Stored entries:

== == ==

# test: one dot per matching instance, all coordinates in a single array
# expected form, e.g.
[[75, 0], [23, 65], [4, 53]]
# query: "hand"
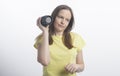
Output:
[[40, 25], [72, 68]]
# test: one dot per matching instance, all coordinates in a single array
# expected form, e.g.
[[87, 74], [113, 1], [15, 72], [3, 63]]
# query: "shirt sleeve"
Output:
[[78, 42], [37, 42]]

== == ==

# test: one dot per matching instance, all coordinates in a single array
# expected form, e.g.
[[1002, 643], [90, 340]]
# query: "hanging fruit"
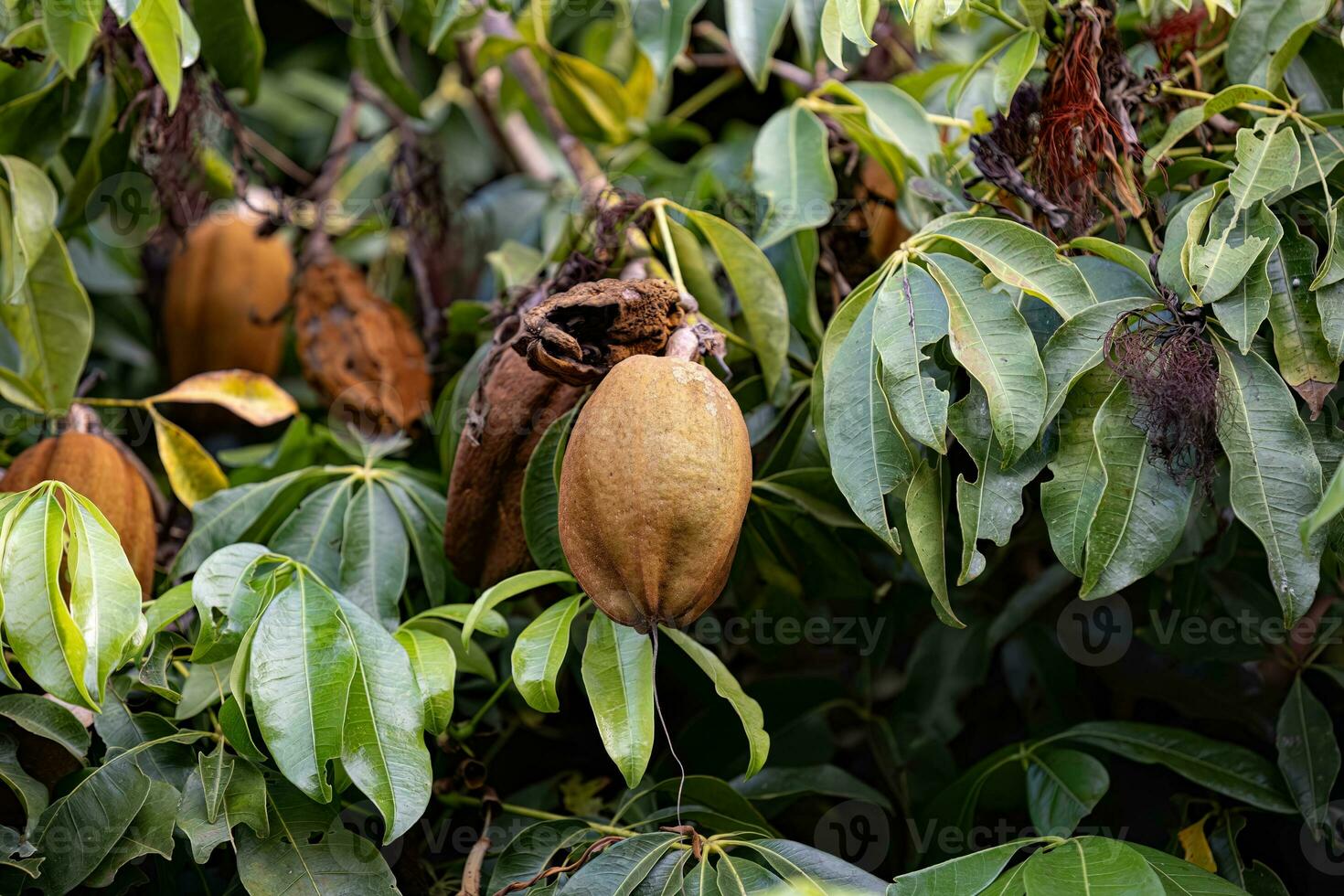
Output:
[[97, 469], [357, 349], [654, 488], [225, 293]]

== == ==

Task goal ▸ Set aside each line above that includes the string "query" and report it.

Response box ▸
# query: "hand"
# query: "shirt sleeve"
# query: "hanging fruit"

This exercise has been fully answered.